EXTRACTED MATERIAL:
════════════════════

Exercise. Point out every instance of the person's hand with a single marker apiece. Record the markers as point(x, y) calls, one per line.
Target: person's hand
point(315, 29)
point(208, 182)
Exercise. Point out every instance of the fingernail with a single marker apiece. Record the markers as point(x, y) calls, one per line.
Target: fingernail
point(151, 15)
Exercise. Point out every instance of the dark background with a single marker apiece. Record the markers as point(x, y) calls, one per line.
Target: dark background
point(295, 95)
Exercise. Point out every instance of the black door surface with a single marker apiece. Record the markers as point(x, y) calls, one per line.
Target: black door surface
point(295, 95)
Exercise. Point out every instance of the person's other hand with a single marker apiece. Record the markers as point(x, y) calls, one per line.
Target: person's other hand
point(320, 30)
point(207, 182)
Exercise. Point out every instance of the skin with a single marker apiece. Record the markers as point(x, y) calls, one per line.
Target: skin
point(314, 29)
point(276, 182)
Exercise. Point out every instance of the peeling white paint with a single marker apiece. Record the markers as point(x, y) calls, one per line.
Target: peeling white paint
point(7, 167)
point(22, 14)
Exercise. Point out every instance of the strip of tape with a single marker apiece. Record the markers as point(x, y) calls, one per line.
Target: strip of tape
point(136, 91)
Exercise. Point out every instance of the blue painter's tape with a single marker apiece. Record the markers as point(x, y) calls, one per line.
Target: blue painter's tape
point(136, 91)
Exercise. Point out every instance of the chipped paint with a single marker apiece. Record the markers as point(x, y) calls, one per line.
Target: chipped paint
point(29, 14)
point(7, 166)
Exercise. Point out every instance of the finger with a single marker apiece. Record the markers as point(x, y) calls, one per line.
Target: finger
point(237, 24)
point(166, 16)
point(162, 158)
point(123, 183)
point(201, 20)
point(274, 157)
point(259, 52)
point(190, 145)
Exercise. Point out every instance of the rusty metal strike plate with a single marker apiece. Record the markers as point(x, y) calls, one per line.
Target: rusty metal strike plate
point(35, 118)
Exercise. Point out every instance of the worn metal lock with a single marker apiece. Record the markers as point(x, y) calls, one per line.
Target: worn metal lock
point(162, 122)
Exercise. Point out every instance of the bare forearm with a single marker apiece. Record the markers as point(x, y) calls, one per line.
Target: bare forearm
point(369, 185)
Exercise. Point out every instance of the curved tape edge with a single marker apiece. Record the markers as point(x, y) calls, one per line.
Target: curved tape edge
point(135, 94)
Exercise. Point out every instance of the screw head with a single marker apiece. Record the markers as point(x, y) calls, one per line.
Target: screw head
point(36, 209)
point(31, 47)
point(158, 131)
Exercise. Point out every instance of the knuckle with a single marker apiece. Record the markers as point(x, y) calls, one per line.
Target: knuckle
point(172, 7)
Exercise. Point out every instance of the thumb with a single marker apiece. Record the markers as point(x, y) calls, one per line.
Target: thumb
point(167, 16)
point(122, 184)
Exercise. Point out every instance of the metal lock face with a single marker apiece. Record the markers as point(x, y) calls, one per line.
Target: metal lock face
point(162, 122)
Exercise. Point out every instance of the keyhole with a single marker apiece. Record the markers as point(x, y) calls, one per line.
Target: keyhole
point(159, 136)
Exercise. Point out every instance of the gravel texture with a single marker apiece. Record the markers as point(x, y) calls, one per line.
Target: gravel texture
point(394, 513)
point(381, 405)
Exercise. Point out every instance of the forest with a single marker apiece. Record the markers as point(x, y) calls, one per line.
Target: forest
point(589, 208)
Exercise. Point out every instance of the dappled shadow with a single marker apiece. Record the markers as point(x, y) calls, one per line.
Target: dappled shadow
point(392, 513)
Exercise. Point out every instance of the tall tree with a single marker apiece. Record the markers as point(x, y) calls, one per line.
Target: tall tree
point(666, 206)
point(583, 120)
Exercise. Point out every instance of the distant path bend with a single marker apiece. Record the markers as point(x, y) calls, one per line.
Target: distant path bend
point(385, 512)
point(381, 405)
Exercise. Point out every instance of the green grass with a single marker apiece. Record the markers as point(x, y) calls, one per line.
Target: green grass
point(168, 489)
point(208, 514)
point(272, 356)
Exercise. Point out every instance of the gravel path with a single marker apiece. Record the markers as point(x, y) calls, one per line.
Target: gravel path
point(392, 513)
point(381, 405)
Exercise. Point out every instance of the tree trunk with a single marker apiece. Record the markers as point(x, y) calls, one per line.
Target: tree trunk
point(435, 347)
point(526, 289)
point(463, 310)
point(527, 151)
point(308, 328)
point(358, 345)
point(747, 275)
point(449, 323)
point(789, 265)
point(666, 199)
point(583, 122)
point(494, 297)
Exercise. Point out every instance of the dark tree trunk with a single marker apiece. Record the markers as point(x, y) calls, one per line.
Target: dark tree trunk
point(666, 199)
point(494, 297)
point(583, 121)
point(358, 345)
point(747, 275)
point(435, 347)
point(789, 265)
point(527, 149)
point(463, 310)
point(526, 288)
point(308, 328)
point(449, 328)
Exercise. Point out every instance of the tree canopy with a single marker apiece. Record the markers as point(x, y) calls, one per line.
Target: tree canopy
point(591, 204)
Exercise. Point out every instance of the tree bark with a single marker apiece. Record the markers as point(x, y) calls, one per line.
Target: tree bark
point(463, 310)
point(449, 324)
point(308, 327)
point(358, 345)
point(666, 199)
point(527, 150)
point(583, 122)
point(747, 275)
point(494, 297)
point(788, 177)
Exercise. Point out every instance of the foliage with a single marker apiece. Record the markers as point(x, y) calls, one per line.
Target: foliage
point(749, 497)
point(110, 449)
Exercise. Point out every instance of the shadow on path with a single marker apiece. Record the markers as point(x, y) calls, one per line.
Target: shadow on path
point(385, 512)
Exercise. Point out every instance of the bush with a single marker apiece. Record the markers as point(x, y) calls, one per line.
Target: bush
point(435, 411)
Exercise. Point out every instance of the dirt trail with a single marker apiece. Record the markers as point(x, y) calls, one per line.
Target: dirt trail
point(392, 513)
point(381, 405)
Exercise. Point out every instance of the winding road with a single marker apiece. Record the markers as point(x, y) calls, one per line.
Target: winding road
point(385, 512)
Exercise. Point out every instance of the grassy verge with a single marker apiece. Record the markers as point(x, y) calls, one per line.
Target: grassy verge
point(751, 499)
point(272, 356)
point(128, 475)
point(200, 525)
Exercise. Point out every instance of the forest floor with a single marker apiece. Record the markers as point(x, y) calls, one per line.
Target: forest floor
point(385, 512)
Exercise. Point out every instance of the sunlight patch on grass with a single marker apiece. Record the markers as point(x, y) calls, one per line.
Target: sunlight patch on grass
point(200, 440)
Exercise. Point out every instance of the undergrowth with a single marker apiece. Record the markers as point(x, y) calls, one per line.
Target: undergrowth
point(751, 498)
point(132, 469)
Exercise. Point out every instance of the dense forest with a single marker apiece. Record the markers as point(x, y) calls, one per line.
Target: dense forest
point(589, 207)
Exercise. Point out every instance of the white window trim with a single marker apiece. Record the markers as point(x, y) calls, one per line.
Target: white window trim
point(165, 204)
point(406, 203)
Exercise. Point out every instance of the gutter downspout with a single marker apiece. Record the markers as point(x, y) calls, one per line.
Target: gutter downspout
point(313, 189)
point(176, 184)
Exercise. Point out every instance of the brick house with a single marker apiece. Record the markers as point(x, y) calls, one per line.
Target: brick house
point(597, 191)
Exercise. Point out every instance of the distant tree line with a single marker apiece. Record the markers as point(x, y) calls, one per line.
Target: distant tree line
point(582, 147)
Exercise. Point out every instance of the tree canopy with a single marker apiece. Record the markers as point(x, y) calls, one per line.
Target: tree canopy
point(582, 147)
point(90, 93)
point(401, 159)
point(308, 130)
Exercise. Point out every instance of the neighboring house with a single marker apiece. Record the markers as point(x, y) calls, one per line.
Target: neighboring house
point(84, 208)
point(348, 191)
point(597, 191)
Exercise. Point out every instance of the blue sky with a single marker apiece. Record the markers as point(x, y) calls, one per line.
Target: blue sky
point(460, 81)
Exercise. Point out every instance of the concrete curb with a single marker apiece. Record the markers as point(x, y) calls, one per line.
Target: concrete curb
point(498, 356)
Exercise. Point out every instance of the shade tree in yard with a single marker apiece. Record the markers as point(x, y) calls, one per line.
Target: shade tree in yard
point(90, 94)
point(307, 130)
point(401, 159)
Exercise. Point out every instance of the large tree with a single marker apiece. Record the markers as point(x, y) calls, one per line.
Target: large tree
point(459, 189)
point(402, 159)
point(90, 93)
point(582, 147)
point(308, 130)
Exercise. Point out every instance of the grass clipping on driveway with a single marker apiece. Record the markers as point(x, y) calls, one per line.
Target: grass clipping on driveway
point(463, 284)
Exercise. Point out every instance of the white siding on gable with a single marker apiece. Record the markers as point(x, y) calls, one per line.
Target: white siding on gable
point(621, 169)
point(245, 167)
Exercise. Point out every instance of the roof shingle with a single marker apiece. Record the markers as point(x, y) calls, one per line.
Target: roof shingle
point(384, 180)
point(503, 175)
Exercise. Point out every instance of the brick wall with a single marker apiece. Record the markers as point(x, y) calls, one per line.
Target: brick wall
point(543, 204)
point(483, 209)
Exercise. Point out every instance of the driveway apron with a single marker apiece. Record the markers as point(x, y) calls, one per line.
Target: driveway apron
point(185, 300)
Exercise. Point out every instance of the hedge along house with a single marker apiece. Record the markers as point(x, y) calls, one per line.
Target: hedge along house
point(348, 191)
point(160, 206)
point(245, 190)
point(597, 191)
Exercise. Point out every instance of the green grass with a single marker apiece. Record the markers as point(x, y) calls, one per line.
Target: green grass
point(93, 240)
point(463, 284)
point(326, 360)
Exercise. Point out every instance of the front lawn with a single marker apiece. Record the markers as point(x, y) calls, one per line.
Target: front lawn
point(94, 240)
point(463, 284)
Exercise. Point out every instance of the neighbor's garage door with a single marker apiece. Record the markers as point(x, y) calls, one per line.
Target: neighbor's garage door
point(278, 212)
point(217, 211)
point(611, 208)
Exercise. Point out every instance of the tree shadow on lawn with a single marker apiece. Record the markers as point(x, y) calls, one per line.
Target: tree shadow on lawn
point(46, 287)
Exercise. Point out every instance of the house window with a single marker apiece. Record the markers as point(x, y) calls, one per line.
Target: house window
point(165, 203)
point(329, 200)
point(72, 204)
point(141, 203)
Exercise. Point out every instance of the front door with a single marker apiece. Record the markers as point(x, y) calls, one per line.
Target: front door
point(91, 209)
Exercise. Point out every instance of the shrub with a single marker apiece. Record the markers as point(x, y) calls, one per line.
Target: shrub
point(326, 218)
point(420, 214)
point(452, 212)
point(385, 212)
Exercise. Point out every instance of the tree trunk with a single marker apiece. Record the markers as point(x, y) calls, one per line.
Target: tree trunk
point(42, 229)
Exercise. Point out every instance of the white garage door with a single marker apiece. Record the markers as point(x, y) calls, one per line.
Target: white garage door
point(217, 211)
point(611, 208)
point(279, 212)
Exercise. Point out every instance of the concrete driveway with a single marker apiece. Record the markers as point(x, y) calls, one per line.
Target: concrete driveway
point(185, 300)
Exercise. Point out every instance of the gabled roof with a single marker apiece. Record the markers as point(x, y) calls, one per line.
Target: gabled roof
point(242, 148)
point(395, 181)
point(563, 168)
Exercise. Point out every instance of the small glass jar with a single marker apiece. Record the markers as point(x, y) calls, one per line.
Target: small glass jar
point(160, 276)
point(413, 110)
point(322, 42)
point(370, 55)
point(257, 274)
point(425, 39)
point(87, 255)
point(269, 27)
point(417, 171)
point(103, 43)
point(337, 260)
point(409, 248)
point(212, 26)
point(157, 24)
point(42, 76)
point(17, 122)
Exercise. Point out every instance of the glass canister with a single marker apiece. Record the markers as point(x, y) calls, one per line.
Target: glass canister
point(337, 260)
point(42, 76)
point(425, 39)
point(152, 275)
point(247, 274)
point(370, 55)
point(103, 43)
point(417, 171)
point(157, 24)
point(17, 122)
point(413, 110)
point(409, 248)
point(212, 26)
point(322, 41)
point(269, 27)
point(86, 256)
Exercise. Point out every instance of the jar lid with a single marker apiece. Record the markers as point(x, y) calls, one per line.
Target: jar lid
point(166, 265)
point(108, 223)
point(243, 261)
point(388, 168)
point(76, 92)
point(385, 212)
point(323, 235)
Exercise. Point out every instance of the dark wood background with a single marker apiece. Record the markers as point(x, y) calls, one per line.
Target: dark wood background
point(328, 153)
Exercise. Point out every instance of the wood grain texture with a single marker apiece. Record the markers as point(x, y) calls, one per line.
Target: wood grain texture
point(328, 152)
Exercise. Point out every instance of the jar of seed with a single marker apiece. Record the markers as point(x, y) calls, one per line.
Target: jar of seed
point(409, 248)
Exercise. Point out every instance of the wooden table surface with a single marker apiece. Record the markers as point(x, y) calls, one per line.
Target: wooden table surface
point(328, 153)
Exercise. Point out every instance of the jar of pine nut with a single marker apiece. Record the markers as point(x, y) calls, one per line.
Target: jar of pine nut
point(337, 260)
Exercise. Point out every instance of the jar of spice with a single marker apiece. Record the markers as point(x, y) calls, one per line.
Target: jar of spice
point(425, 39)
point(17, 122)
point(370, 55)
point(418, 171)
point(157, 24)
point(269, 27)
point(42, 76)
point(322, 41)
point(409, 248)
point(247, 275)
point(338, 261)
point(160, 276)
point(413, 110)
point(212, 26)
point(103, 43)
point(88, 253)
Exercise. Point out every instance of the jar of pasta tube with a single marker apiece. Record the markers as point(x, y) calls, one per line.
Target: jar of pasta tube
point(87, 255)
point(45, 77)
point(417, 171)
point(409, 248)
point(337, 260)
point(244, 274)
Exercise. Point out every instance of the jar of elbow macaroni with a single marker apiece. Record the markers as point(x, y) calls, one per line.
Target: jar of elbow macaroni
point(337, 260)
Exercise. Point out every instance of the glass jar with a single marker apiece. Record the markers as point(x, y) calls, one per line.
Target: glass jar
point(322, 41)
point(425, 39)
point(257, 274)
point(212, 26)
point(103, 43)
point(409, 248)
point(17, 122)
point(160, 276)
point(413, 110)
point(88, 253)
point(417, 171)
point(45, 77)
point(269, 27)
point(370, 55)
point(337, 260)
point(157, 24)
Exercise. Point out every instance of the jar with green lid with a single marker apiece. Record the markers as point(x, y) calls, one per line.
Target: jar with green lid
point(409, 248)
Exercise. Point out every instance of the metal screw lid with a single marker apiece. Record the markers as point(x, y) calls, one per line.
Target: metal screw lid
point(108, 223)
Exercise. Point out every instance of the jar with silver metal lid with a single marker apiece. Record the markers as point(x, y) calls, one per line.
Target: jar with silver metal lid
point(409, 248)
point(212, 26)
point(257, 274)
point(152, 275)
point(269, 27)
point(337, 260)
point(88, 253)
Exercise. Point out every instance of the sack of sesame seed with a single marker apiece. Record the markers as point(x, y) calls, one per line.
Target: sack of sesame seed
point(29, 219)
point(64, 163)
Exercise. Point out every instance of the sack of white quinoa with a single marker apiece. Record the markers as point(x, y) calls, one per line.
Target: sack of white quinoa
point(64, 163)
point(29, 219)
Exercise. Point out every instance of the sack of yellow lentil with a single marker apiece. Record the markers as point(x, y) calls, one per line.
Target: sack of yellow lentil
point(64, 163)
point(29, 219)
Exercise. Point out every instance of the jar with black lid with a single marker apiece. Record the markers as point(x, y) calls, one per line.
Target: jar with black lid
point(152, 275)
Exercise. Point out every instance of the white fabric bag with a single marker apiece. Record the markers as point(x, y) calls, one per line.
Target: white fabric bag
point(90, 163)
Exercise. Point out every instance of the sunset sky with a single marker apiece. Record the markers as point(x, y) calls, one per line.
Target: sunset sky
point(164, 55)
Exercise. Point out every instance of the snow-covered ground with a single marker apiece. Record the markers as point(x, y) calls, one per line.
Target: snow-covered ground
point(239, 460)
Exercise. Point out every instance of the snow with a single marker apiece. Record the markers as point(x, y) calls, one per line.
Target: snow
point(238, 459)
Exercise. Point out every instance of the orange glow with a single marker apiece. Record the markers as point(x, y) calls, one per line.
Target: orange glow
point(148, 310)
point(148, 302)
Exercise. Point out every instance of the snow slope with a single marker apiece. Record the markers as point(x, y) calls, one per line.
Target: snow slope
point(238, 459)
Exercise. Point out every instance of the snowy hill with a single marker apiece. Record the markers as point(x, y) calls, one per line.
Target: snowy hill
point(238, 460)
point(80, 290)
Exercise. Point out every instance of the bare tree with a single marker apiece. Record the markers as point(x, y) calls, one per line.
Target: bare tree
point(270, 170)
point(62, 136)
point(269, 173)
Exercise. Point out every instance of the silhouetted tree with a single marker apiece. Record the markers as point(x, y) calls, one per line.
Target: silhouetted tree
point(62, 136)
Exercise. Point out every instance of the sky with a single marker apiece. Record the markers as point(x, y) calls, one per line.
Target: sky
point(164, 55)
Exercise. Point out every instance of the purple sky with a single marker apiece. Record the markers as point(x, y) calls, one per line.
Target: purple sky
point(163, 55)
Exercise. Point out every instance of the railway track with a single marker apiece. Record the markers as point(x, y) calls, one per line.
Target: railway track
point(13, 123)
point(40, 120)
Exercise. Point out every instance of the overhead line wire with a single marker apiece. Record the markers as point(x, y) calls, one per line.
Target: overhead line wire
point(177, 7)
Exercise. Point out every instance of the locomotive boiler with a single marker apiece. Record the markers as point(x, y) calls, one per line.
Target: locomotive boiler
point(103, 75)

════════════════════

PROBLEM DETAILS: In the data above, find the line with "Exercise. Point out every instance of the distant tree" and the line with "Exercise. Point out every instance of the grass clipping". Retype both, plus every line between them, exactly.

REPLY TO THE TASK:
Exercise. Point out every instance of the distant tree line with a single marker apiece. Record the markers as point(x, y) calls, one per line.
Target: distant tree line
point(582, 147)
Exercise. Point out every instance of the tree canopy with a single marker apiece. Record the markers as point(x, y) calls, one per line.
Target: tree canopy
point(582, 147)
point(90, 93)
point(401, 159)
point(308, 130)
Exercise. Point out every instance of the neighboring house with a single marker apiece. Record the markers as point(x, y) calls, one per line.
Target: neighboring house
point(84, 208)
point(348, 191)
point(597, 191)
Exercise. Point out every instance of the blue sky with a single marker apiece. Record the markers as point(x, y) calls, one per line.
Target: blue sky
point(460, 81)
Exercise. Point out every instance of the concrete curb with a single marker apiece. Record the markers as point(x, y) calls, one per line.
Target: concrete curb
point(498, 356)
Exercise. Point out every instance of the shade tree in yard with a single marker apiece. Record the markers as point(x, y) calls, one per line.
Target: shade tree in yard
point(90, 94)
point(307, 130)
point(401, 159)
Exercise. Point out every instance of the large tree with a single marker apiece. Record the markers as point(x, y) calls, one per line.
Target: large tree
point(459, 189)
point(402, 159)
point(90, 93)
point(582, 147)
point(308, 130)
Exercise. Point out every instance of the grass clipping on driveway with a single marker apiece. Record the markers as point(x, y) calls, one per line.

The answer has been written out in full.